Short task> Convert the lines into a Markdown table with the columns "Row" and "Line text," starting at the line containing "Screenshot QA — Where is the black" and running through the last line, both ends included. Skip blank lines and leave the pictures out.

Stored rows>
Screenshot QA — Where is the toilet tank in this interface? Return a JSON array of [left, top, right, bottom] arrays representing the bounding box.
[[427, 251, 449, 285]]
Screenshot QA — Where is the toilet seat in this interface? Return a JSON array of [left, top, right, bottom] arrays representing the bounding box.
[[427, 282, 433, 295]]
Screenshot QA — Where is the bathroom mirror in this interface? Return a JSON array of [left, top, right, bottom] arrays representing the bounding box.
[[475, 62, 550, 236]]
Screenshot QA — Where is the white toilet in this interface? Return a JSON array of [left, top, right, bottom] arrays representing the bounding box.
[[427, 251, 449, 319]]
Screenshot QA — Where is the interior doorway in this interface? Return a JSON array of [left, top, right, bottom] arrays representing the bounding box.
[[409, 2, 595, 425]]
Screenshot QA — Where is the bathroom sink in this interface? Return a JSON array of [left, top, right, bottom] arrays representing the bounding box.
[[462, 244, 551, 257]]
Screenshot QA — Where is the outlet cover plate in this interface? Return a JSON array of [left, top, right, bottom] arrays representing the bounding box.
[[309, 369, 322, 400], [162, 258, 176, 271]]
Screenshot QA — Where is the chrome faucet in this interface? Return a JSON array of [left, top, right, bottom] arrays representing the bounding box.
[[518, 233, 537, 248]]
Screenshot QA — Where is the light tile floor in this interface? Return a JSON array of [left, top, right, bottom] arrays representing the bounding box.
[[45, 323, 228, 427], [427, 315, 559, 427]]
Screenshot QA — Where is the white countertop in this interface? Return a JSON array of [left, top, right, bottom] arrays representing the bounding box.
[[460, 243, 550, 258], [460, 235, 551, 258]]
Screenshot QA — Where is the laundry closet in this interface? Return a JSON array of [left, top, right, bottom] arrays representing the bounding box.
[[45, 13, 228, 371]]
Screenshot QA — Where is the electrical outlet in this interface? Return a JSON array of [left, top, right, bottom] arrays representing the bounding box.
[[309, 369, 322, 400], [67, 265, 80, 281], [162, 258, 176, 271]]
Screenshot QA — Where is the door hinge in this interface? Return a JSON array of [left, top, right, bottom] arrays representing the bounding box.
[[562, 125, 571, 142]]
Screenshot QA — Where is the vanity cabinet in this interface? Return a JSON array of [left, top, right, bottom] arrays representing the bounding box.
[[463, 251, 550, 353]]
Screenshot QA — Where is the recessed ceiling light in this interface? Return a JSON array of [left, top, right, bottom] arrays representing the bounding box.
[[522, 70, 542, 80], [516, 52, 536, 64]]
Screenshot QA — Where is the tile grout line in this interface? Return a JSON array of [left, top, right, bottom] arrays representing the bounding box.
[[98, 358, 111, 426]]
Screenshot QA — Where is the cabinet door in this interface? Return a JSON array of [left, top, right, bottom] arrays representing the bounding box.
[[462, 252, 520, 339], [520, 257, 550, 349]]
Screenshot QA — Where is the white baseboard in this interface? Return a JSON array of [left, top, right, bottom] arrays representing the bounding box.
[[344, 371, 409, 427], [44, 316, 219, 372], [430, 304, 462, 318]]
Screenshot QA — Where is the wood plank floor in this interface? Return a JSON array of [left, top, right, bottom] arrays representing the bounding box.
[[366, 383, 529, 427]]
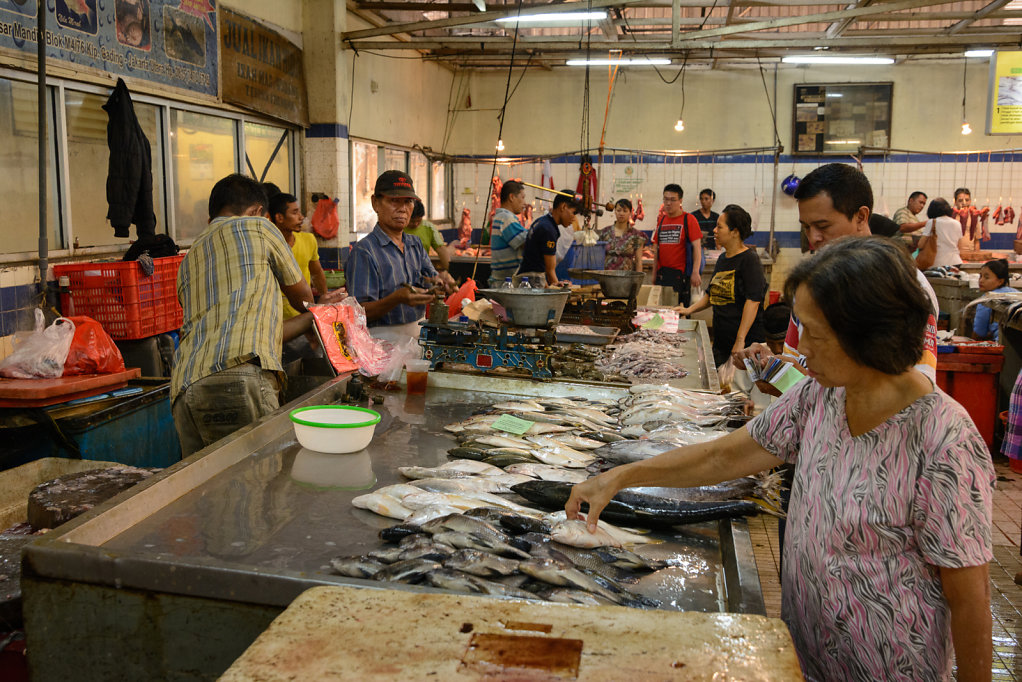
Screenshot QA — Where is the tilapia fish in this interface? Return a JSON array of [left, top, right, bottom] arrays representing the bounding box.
[[444, 549, 519, 578], [512, 481, 765, 528]]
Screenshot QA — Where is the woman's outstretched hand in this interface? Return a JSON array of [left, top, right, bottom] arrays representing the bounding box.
[[564, 473, 620, 533]]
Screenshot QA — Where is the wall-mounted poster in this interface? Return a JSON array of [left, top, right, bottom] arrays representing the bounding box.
[[986, 50, 1022, 135], [0, 0, 220, 97], [792, 83, 894, 154]]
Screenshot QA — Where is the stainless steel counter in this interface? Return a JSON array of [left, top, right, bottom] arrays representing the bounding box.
[[22, 377, 763, 679]]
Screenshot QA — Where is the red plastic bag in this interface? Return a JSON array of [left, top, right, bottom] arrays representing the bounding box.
[[310, 199, 340, 239], [63, 315, 125, 376], [445, 277, 479, 317]]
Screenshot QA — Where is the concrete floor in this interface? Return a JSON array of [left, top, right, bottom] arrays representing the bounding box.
[[749, 460, 1022, 680]]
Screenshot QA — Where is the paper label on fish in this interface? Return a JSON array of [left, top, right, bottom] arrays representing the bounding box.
[[490, 414, 536, 436], [642, 313, 663, 329]]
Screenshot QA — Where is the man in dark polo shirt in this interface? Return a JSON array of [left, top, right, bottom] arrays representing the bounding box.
[[514, 189, 578, 287]]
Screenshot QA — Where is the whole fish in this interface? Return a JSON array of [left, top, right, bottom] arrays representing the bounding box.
[[444, 549, 518, 578], [330, 556, 386, 578], [505, 462, 589, 483], [523, 559, 623, 604], [425, 569, 482, 594], [465, 507, 550, 535], [373, 559, 444, 583], [433, 531, 529, 559], [352, 493, 412, 520], [379, 524, 422, 543], [402, 504, 462, 533], [482, 454, 536, 470], [412, 478, 511, 495], [422, 514, 509, 543]]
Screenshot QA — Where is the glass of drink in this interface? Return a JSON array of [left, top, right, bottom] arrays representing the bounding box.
[[405, 359, 430, 394]]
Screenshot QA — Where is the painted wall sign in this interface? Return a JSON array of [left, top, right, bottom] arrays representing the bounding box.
[[220, 9, 309, 126], [986, 50, 1022, 135], [0, 0, 219, 97]]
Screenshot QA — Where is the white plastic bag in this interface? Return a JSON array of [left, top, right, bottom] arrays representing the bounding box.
[[0, 308, 75, 379]]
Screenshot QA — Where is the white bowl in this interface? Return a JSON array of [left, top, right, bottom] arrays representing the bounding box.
[[290, 405, 380, 454]]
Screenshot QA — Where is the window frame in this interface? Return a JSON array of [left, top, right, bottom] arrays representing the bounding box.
[[0, 66, 301, 264]]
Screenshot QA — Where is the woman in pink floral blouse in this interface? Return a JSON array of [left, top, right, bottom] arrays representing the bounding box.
[[565, 237, 994, 682], [600, 199, 646, 272]]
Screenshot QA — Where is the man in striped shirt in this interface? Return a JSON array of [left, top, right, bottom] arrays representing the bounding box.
[[490, 180, 528, 288], [171, 174, 313, 457]]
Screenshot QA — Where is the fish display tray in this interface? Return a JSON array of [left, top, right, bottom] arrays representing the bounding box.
[[25, 377, 764, 679]]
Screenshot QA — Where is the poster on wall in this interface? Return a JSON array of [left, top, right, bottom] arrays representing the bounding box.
[[0, 0, 220, 97], [986, 50, 1022, 135], [220, 9, 309, 126]]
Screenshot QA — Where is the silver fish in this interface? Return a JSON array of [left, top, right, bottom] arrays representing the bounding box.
[[444, 549, 518, 578], [373, 559, 444, 583], [518, 559, 622, 604], [433, 531, 528, 559], [330, 556, 386, 578]]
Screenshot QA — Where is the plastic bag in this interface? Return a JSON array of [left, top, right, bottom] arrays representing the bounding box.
[[379, 338, 422, 383], [63, 315, 125, 376], [311, 198, 340, 239], [0, 308, 75, 379]]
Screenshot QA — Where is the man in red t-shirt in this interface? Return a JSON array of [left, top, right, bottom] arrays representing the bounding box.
[[652, 183, 702, 306]]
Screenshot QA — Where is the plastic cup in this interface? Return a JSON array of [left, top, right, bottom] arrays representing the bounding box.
[[405, 359, 430, 395]]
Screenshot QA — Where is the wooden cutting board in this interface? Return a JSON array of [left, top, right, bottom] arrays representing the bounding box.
[[0, 367, 142, 407], [221, 586, 802, 682]]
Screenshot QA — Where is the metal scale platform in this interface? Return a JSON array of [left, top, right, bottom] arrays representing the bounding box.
[[419, 321, 557, 378]]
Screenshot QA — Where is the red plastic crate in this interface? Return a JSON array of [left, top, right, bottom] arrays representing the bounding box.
[[53, 255, 185, 339]]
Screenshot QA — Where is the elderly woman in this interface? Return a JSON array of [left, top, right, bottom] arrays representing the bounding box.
[[675, 203, 767, 367], [566, 237, 993, 680]]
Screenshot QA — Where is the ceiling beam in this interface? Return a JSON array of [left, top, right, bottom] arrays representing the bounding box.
[[673, 0, 942, 47], [352, 31, 1019, 54], [944, 0, 1010, 36], [340, 0, 639, 40]]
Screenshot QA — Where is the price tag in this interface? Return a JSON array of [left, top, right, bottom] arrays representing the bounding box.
[[490, 414, 536, 436], [642, 313, 663, 329]]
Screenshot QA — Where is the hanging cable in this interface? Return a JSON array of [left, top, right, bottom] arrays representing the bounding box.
[[472, 0, 522, 280]]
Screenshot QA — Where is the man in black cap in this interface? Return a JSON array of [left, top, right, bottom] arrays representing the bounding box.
[[344, 171, 438, 340]]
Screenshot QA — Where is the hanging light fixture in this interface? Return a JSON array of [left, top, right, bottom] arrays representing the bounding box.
[[962, 59, 972, 135]]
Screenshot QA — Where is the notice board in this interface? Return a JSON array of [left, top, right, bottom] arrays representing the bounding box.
[[792, 83, 894, 154], [0, 0, 220, 97], [986, 50, 1022, 135]]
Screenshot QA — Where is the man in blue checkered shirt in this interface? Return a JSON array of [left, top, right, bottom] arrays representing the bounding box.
[[344, 171, 438, 340]]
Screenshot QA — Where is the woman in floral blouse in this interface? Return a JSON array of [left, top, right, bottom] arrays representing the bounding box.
[[600, 199, 646, 272]]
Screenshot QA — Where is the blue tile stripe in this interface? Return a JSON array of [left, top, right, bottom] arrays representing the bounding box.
[[454, 151, 1022, 166], [306, 123, 347, 139]]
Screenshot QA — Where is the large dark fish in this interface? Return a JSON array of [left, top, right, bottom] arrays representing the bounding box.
[[511, 481, 763, 528]]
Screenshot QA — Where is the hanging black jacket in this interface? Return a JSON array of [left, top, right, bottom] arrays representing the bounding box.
[[103, 78, 156, 239]]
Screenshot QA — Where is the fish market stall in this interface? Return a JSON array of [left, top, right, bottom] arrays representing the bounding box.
[[22, 375, 763, 680]]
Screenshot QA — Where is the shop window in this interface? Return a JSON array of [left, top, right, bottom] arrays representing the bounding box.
[[245, 123, 294, 193], [429, 161, 448, 220], [381, 149, 408, 173], [352, 140, 379, 239], [171, 109, 237, 242], [408, 151, 429, 213], [64, 90, 168, 246], [0, 79, 64, 254]]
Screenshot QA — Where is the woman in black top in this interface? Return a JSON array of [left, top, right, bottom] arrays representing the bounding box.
[[675, 203, 767, 367]]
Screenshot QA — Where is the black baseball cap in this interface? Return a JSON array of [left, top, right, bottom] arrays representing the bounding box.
[[373, 171, 419, 199]]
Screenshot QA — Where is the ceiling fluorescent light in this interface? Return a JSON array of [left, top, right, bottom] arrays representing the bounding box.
[[564, 57, 670, 66], [781, 54, 894, 65], [494, 9, 607, 24]]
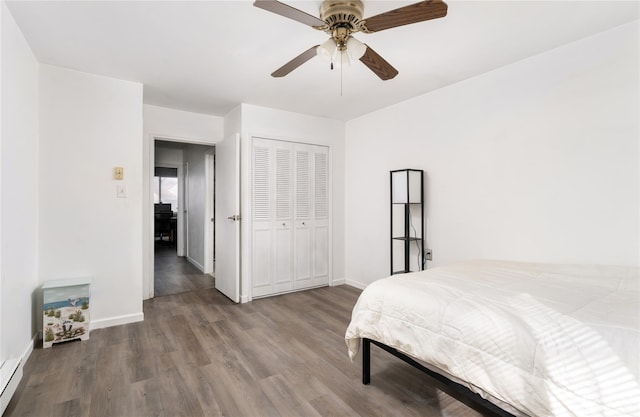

Written response>
| Row | Line text |
|---|---|
| 1 | Screenshot QA — Where is the black baseball cap in this interface? Return a JSON array of [left, top, right, bottom] arrays representing the bounding box. |
| 2 | [[373, 171, 419, 199]] |
| 3 | Screenshot QA — Where is the ceiling fluorescent light in this interface? Return a JSON array of [left, top, right, bottom] arrays representing the bounding box. |
| 4 | [[564, 57, 670, 66], [781, 54, 894, 65], [494, 9, 607, 24]] |